Distinguished Service Award

The CS @ ILLINOIS Distinguished Service Award honors alumni or faculty members who have demonstrated an outstanding level of commitment to the department and its students, faculty, and alumni through their support and service. This year’s honorees were William Dunn and Dave Paola.

William Dunn (BS CS ‘86, MS ’87) is the president and founder of Dunn Solutions Group, an IT consulting firm focused on business intelligence (data warehousing, big data, and predictive analytics) and custom application development, including mobile applications, portals, and custom web applications.

Dave Paola (BS CS ’10) is co-founder and CTO of Bloc, a company that began as an experiment in online mentorship and turned into a successful company. Bloc is the world’s largest online software development boot camp. Before starting Bloc, Paola was a software engineer at Kontagent/Upsight, a scalable analytics and marketing platform for web and mobile app developers.

C. W. Gear Outstanding Junior Faculty Award

Established by alumni, friends, and former students to recognize contributions and services of C. William Gear, head of the department from 1985 to 1990, the C. W. Gear Outstanding Junior Faculty Award recognizes junior faculty for their outstanding research and teaching.

This year’s recipient is Assistant Professor Paris Smaragdis. His research revolves around making machines that can understand sound the same way people do. He has created new tools for processing and analyzing time series, and his work draws heavily from the fields of machine learning and statistical signal processing. He has received the College of Engineering’s Outstanding Advisor Award, is frequently named to the campus list of teachers ranked as excellent by their students, and he is developing multiple new cross-disciplinary courses on machine learning, signal analysis, and media processing.

*Extracted entries:*
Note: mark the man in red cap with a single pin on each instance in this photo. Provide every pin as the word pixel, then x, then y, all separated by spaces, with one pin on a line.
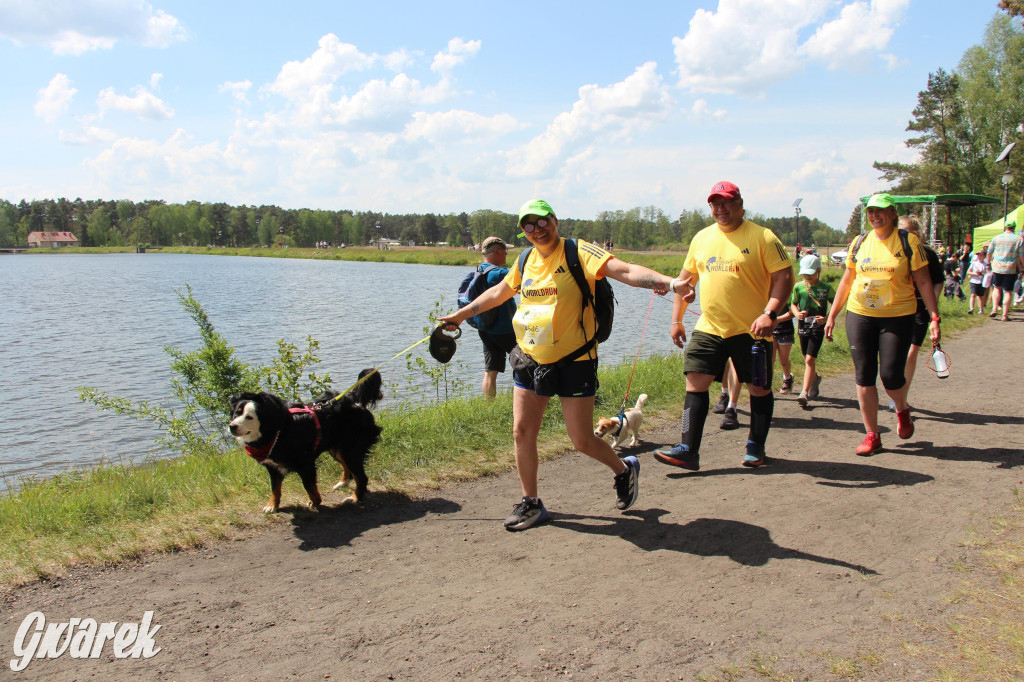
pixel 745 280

==

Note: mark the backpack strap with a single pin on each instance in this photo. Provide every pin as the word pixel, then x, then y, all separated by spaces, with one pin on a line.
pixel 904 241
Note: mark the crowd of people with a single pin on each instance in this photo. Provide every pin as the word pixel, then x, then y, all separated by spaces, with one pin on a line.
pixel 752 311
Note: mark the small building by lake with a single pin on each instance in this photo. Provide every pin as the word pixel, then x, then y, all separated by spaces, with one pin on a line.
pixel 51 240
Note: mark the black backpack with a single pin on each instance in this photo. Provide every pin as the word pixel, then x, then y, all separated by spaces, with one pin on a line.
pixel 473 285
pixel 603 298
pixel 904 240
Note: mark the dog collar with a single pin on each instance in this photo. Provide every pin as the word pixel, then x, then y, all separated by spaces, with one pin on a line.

==

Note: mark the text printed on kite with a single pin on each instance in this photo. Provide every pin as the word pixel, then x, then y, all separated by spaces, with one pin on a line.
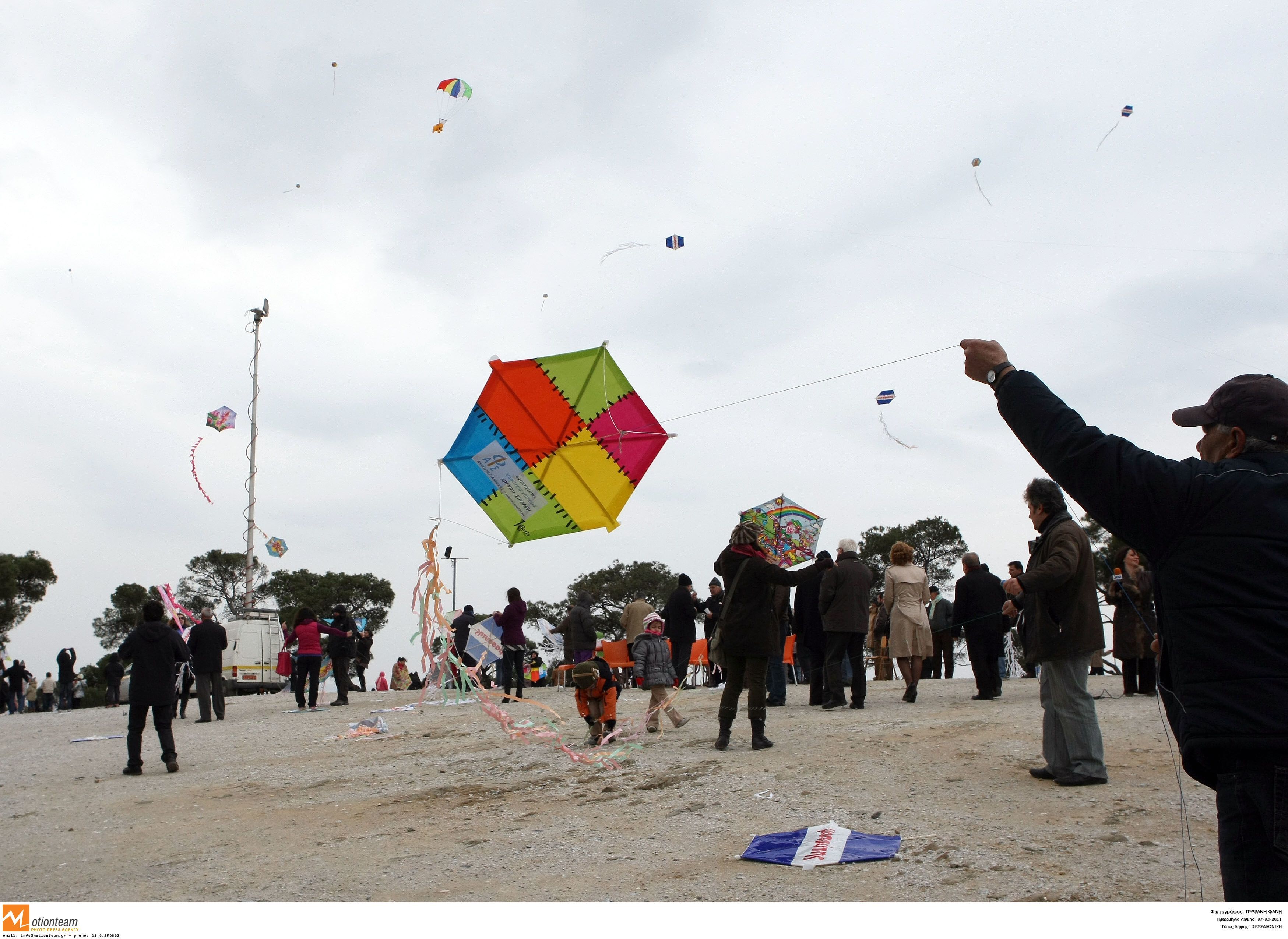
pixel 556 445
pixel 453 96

*Actions to take:*
A: In the rows, switch "crowd of people" to "group of people" across the stretch from the line containing "Note: mark the crowd" through the line containing "pixel 51 240", and return only those lines with nothing else altered.
B: Proceed with the awards text, picking up right after its final sentence.
The rows and the awards text come from different sources.

*Written answers:*
A:
Note: mark the group of people with a single pin on each instance in this photo. Provide every pin as the word pixel, then x, then y, all separated by spaces, with one pin on a line.
pixel 752 311
Note: mark the small building by lake with a single pin on each instance in this photo. Provide every pin as the word pixel, then x, then y, all separated by spaces, with one pin on a line.
pixel 51 240

B:
David J. Kuck Outstanding Thesis Awards

These awards were established by alumni, former students, and friends in recognition of Professor Kuck's intellectual and leadership contributions. Each year, two awards are given: one for an outstanding doctoral thesis and one for an outstanding master's thesis. This year’s recipients are John Criswell (PhD award) and Cosmin Rădoi (MS award)

As a member of Professor Vikram Adve’s research group (2003–2014), John Criswell (PhD CS ‘14) developed a Secure Virtual Architecture for commodity software systems, which was the first to provide strong automatic protection for an OS kernel like Linux or FreeBSD. Today, Criswell is an assistant professor of computer science at the University of Rochester, where his research focuses on computer security and automatic compiler transformations to enforce security policies on commodity software.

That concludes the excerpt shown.